__Region labeling records__
* start *

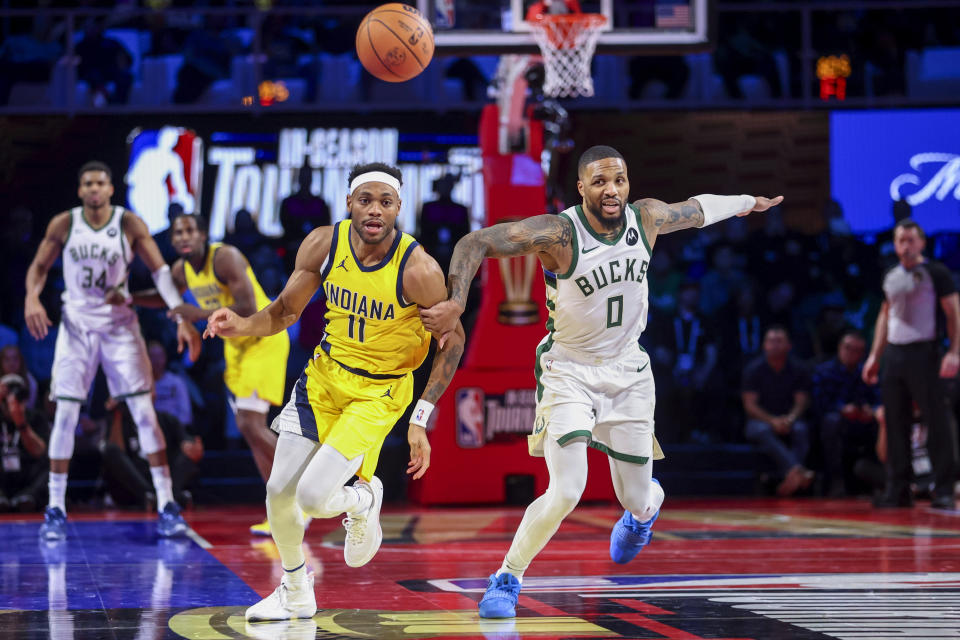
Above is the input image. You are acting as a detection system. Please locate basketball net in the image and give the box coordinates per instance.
[527,13,607,98]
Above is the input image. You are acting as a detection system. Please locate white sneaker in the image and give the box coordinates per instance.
[245,573,317,620]
[343,476,383,567]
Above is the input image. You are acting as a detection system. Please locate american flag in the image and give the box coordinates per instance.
[655,0,693,29]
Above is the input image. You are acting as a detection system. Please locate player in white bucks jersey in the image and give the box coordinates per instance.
[420,146,783,618]
[24,162,200,540]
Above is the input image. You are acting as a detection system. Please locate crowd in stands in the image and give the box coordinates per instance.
[0,0,960,106]
[0,181,960,507]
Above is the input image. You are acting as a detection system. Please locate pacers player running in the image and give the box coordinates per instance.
[134,213,290,536]
[24,162,200,540]
[204,163,464,620]
[421,146,783,618]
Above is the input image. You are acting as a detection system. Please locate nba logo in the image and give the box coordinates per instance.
[126,127,203,235]
[457,387,486,449]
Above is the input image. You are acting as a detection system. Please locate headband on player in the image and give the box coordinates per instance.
[350,171,400,195]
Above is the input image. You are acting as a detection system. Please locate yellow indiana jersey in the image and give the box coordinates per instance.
[316,220,430,377]
[183,242,270,318]
[183,242,290,405]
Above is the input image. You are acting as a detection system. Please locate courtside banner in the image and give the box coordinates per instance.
[830,109,960,233]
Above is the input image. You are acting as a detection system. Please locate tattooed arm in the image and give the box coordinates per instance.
[633,194,783,247]
[420,214,573,336]
[633,198,703,247]
[403,247,466,480]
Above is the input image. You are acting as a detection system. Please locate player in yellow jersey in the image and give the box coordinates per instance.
[134,214,290,535]
[204,163,464,620]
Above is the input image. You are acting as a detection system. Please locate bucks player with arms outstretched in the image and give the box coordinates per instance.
[421,146,783,618]
[24,162,200,540]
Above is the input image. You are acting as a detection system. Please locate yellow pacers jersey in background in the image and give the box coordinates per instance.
[316,220,430,377]
[183,242,290,405]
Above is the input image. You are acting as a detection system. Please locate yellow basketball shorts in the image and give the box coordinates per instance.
[271,353,413,481]
[223,331,290,406]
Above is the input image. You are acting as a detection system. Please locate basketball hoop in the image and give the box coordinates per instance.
[527,13,607,98]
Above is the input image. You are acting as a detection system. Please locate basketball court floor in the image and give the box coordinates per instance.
[0,499,960,640]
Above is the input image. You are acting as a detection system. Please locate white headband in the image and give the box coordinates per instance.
[350,171,400,195]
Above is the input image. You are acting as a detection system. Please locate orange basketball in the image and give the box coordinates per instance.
[357,2,433,82]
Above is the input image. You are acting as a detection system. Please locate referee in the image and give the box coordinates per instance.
[863,218,960,509]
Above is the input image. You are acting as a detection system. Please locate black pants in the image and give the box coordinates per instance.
[880,342,957,498]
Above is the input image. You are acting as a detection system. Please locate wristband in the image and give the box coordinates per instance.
[410,398,434,429]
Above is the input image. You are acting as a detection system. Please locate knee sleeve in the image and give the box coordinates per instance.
[49,400,80,460]
[126,393,167,455]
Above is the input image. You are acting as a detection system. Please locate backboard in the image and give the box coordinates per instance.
[420,0,712,55]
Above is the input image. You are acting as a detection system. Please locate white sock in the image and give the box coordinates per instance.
[344,482,373,514]
[281,550,307,587]
[497,567,523,584]
[150,464,173,511]
[47,471,67,513]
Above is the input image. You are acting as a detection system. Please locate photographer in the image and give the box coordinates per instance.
[0,373,47,511]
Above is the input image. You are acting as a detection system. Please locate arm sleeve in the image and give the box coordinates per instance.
[927,261,957,299]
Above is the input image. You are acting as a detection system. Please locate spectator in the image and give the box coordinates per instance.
[0,344,38,410]
[0,373,48,511]
[813,331,880,498]
[863,218,960,510]
[147,341,193,428]
[742,325,813,496]
[417,172,470,273]
[700,244,746,316]
[103,398,203,508]
[280,166,330,273]
[720,285,763,371]
[652,281,717,442]
[76,20,133,107]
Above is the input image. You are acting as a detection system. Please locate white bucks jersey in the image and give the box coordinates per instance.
[544,204,650,359]
[62,207,134,321]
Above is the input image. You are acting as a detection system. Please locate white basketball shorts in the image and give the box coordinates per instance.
[50,311,153,402]
[529,336,663,464]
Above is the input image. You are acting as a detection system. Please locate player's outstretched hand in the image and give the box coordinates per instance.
[23,297,53,340]
[167,303,207,322]
[203,309,247,338]
[737,196,783,216]
[420,300,463,348]
[407,424,430,480]
[177,321,202,362]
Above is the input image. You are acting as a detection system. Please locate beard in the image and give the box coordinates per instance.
[587,203,627,231]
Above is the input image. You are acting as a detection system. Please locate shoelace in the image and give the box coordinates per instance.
[343,515,367,544]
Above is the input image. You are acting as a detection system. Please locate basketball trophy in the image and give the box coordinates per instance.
[497,255,540,325]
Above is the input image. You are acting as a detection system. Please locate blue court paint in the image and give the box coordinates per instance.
[0,519,260,611]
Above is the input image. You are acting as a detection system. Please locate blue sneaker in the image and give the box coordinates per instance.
[157,502,190,538]
[40,507,67,540]
[610,478,660,564]
[480,573,520,618]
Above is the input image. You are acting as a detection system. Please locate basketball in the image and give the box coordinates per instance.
[357,2,433,82]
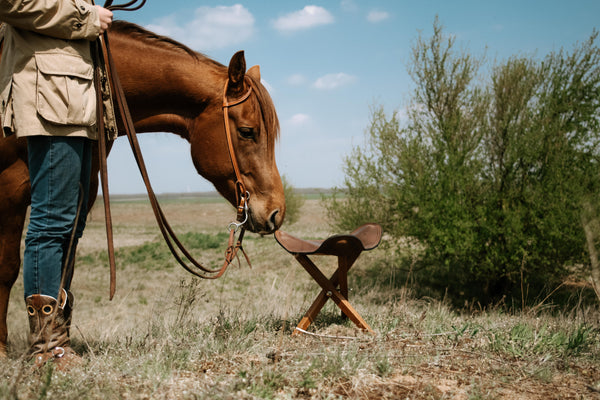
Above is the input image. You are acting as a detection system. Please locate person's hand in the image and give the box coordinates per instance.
[95,6,112,34]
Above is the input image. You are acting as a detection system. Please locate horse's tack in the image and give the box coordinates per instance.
[97,0,252,299]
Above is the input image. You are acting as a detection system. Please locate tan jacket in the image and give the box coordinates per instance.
[0,0,100,139]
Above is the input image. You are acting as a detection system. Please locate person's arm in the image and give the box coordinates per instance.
[0,0,112,40]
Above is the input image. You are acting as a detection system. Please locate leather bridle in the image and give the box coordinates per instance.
[95,0,252,299]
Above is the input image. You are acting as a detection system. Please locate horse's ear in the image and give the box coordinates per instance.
[227,50,246,95]
[246,65,260,82]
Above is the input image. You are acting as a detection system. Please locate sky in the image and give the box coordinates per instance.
[106,0,600,194]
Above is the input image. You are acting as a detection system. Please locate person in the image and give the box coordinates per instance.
[0,0,112,368]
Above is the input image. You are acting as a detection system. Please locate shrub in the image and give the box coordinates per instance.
[327,20,600,301]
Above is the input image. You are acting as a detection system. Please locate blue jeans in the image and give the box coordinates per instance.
[23,136,92,298]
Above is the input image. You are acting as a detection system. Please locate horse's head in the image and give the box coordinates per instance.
[190,52,285,233]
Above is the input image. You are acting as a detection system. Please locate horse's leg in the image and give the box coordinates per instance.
[0,159,30,357]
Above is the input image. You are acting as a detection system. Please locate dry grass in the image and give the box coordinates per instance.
[0,200,600,399]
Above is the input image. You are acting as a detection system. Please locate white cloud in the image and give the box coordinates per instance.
[273,6,334,32]
[147,4,254,51]
[287,74,307,86]
[367,10,390,23]
[289,113,311,126]
[313,72,356,90]
[340,0,358,12]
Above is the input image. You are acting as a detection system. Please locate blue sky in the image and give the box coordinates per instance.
[108,0,600,194]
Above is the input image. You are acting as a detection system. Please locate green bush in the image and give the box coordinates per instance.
[327,20,600,301]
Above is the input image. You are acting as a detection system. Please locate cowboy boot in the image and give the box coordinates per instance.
[25,290,80,370]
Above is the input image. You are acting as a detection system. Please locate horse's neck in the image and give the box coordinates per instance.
[111,37,224,139]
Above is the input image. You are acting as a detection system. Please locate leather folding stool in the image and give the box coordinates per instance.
[275,223,382,333]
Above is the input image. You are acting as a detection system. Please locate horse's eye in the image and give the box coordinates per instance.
[238,127,256,139]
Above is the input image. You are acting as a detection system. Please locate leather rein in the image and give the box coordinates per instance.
[95,0,252,299]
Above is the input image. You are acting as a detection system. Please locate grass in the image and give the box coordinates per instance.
[0,200,600,399]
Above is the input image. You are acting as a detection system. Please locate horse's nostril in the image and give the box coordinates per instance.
[269,209,280,231]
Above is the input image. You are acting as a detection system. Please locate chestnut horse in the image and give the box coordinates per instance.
[0,21,285,356]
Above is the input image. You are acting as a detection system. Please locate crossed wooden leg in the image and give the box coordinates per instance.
[294,251,373,334]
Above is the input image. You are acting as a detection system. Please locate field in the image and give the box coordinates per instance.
[0,197,600,400]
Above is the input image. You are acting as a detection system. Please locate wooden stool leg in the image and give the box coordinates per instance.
[295,254,373,332]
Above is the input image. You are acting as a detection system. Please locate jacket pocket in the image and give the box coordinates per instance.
[35,53,96,126]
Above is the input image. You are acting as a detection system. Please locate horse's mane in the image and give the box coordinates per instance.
[246,75,279,141]
[110,21,223,66]
[110,21,279,140]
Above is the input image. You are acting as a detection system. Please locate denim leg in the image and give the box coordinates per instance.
[23,136,91,298]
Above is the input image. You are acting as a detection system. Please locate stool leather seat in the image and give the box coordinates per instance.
[275,223,382,256]
[275,223,383,333]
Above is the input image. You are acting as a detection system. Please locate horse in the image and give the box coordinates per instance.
[0,21,285,356]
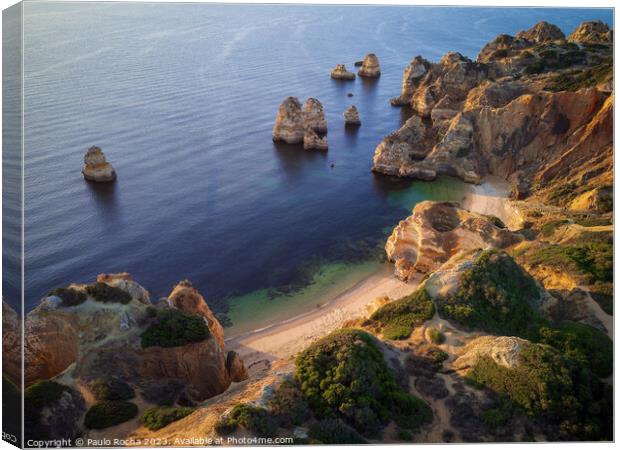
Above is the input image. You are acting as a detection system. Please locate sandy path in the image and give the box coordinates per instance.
[461,177,523,230]
[226,264,424,367]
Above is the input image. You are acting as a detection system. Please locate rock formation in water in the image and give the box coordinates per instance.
[272,97,305,144]
[372,18,613,198]
[25,273,247,408]
[82,146,116,182]
[385,201,522,281]
[304,128,328,150]
[330,64,355,80]
[357,53,381,78]
[303,97,327,134]
[568,20,613,44]
[342,105,362,126]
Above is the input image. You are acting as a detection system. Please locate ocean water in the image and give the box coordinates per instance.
[12,3,611,330]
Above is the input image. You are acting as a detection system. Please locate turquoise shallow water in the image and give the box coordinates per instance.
[12,2,611,326]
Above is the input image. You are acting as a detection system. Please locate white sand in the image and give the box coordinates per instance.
[461,177,523,230]
[226,263,418,367]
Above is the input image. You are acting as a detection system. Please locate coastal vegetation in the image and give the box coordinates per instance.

* end *

__What is expected__
Rewrite the entries as a numbered list with blank lines omitted, covering only the part that opens with the line containing "locate basketball court" and closes with the line containing "[863,218,960,509]".

__Complete answer__
1. Above is the input image. You are acting as a detection system. Please locate basketball court floor in the image and give the box coordinates per instance.
2. [0,499,960,640]
3. Above is the input image. You are acting as a detection system. Please locate white headband in the image and give the box coordinates per instance.
4. [350,171,400,195]
5. Above is the input image. You are acting as a detection system. Please locate orange basketball in the image and give the box coordinates per instance.
6. [357,2,433,82]
7. Above is the input image. You are acting as a detection system. Please locate referee in the image and give the box coordinates per instance.
8. [863,218,960,509]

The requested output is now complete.